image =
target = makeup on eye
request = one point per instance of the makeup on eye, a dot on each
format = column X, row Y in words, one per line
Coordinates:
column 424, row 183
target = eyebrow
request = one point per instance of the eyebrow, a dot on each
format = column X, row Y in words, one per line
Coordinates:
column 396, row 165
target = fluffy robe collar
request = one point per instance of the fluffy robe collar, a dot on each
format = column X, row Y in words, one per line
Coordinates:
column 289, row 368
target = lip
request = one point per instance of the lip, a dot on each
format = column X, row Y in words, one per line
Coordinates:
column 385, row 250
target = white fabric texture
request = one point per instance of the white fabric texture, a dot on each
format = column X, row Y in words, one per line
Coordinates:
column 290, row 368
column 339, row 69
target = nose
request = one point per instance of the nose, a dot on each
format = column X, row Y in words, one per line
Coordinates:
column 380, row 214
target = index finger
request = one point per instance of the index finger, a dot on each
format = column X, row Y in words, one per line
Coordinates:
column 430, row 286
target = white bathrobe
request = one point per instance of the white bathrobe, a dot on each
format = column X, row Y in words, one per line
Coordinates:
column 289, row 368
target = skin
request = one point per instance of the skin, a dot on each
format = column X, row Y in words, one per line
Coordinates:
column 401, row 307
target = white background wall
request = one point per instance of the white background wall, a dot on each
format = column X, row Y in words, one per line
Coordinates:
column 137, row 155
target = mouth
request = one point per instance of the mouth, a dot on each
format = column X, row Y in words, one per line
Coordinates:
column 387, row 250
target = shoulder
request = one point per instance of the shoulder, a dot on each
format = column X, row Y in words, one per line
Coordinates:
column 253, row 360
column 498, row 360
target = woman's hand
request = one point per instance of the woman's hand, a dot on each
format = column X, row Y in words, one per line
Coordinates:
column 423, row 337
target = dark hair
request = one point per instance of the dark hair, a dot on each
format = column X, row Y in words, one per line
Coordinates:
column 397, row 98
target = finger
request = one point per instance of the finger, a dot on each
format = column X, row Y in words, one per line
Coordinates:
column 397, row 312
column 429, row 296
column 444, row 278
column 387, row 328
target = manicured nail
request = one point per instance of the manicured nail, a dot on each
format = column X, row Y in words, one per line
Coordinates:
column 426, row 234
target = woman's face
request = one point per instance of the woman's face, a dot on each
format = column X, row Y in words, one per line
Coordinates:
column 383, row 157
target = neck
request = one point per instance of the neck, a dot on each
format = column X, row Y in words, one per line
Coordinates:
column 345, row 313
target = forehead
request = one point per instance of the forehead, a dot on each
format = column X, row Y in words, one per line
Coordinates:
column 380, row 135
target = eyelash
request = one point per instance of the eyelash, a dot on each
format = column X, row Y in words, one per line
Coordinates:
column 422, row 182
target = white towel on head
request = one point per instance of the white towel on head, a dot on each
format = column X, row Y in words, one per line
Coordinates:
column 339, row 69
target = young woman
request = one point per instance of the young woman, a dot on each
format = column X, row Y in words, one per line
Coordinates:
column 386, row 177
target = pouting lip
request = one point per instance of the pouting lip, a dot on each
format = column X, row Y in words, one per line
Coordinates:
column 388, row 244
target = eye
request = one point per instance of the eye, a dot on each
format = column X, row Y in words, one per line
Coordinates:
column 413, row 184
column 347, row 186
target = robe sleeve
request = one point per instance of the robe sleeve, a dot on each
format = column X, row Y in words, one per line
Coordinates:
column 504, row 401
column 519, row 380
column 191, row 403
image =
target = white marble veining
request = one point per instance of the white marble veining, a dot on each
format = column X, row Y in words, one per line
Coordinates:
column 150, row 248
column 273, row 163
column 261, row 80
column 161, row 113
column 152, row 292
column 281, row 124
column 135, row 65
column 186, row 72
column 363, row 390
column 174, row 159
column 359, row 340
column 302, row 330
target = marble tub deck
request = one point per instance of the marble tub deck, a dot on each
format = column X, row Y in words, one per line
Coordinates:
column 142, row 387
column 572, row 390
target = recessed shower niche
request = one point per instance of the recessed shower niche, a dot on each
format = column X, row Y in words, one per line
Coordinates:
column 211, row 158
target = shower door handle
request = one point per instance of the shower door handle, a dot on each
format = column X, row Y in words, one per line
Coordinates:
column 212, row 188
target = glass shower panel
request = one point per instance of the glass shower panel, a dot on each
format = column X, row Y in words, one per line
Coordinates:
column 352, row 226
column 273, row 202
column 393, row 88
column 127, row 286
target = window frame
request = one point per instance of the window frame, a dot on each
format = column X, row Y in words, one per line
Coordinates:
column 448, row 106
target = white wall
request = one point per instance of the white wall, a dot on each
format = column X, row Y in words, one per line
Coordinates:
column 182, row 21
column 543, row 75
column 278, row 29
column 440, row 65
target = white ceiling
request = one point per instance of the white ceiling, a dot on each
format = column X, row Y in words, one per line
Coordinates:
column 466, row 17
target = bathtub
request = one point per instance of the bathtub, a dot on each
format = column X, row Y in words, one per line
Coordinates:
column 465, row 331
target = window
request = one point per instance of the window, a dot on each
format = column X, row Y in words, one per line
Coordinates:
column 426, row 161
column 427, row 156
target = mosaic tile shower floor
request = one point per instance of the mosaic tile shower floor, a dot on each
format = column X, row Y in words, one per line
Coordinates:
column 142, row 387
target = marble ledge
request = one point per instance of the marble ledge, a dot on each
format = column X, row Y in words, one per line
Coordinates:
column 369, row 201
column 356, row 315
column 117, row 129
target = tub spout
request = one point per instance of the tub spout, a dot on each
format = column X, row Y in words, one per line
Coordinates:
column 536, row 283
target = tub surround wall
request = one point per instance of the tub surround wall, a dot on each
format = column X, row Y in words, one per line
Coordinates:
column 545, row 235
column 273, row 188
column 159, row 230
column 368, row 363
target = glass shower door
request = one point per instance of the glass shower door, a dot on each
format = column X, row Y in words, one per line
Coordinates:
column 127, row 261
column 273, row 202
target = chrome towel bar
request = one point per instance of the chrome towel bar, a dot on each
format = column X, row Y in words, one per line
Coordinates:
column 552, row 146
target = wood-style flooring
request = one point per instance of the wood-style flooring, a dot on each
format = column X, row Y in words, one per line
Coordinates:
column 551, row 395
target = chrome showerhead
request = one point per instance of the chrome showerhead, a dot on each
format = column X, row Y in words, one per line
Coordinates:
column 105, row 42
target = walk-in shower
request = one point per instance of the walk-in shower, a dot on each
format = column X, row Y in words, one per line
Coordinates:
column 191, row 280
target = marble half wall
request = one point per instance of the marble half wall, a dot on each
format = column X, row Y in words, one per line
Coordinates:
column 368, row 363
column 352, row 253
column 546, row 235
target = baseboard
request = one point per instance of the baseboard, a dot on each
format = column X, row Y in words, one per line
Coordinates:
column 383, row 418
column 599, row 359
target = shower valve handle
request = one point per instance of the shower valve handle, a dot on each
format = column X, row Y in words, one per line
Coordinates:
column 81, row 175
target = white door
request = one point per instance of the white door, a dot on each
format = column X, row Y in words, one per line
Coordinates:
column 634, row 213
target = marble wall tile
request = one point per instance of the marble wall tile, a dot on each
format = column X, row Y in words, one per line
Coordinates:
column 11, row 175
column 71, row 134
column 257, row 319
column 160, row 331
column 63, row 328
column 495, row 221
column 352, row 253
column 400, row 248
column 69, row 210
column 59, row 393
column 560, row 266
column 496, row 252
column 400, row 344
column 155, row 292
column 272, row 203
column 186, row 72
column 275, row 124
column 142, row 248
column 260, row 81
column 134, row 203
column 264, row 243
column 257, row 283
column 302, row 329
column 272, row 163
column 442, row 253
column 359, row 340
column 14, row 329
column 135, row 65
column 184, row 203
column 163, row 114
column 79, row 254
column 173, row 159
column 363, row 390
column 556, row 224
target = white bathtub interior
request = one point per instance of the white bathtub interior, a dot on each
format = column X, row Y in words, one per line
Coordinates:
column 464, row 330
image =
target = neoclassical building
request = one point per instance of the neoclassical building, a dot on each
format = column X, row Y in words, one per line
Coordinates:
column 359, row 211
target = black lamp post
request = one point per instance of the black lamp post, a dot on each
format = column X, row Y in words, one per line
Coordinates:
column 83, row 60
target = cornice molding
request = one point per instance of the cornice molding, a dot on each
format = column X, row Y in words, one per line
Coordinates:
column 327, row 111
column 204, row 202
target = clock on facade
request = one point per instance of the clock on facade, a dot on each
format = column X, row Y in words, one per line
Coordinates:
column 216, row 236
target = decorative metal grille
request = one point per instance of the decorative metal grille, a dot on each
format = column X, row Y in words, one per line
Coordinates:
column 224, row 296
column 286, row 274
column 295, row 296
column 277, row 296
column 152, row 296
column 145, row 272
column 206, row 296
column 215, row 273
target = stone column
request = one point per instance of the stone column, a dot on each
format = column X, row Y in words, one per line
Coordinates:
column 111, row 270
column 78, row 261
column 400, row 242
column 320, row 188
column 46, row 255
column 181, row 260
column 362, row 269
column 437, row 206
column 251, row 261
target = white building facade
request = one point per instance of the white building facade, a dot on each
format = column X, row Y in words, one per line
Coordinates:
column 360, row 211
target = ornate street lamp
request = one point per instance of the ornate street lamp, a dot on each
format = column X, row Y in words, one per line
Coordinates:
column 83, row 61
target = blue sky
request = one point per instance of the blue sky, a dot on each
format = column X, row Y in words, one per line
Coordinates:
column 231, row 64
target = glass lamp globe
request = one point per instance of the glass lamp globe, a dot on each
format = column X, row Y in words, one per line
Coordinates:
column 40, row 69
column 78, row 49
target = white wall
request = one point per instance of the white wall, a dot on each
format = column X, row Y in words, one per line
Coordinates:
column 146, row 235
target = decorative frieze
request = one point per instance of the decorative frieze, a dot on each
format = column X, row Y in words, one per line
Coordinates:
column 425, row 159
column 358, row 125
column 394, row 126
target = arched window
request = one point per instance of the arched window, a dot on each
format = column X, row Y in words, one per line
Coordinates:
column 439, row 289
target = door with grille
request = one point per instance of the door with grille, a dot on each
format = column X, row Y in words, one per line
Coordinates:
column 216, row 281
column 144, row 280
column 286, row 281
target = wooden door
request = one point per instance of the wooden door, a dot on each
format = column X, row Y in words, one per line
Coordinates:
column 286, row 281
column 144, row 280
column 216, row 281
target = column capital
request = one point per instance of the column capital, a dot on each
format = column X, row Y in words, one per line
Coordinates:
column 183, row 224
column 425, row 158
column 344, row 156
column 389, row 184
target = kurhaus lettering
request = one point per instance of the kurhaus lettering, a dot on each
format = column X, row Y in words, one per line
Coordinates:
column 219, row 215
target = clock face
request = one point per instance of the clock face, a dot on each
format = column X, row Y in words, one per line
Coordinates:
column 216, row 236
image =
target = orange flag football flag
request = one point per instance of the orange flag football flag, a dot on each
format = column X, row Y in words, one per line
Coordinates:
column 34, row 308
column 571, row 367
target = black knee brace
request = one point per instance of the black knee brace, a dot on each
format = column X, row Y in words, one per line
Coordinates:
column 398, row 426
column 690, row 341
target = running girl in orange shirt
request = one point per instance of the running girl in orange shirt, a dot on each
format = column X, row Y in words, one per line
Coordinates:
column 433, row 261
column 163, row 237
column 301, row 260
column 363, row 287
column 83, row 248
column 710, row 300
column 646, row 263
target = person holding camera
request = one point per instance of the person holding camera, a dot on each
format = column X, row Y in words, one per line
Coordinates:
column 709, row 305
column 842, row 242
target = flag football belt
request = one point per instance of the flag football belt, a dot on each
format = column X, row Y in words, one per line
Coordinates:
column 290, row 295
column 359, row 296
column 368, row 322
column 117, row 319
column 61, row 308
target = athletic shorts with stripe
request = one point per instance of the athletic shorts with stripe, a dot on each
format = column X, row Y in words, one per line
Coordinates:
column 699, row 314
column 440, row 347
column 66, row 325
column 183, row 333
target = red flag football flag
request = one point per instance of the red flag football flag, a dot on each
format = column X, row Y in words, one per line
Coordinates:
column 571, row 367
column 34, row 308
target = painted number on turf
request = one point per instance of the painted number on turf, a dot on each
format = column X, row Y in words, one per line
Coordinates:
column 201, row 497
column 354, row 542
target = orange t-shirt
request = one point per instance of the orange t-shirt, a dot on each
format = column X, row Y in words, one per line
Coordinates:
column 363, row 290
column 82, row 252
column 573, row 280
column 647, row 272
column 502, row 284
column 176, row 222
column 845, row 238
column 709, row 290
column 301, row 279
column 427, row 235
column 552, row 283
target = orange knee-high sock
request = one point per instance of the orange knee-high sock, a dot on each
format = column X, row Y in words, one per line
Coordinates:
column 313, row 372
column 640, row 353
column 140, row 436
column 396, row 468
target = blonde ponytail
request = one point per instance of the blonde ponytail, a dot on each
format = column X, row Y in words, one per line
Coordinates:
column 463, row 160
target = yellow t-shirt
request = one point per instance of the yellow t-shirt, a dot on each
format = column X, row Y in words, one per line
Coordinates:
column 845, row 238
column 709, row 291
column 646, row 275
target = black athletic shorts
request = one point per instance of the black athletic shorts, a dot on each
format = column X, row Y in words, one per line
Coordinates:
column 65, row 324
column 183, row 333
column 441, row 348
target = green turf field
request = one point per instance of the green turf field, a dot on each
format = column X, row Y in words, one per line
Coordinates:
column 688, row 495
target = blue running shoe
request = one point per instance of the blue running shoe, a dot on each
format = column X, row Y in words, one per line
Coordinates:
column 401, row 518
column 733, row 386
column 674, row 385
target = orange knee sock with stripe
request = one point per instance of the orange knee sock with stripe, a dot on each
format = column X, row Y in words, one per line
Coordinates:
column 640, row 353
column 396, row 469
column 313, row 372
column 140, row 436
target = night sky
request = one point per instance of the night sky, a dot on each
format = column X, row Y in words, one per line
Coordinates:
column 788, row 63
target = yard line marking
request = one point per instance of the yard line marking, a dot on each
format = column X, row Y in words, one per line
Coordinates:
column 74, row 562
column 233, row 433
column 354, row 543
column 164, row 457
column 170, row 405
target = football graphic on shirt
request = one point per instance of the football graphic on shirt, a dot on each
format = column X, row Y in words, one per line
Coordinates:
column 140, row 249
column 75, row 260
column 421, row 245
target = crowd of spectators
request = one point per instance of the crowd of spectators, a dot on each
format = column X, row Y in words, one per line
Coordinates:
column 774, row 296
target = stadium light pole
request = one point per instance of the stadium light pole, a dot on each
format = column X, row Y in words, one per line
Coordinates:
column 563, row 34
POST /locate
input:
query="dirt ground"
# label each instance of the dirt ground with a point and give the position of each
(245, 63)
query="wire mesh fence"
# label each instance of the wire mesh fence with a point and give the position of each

• • • • • • •

#### Work request:
Taking the records from the top, repeat each line exactly until you have repeated the line that contains "target = fluffy robe collar".

#### Answer to this exercise:
image =
target = makeup on eye
request = one point per instance of the makeup on eye, a dot on each
format = column X, row Y in words, one per line
Coordinates:
column 424, row 183
target = eyebrow
request = one point per instance of the eyebrow, a dot on each
format = column X, row Y in words, one per line
Coordinates:
column 396, row 165
target = fluffy robe collar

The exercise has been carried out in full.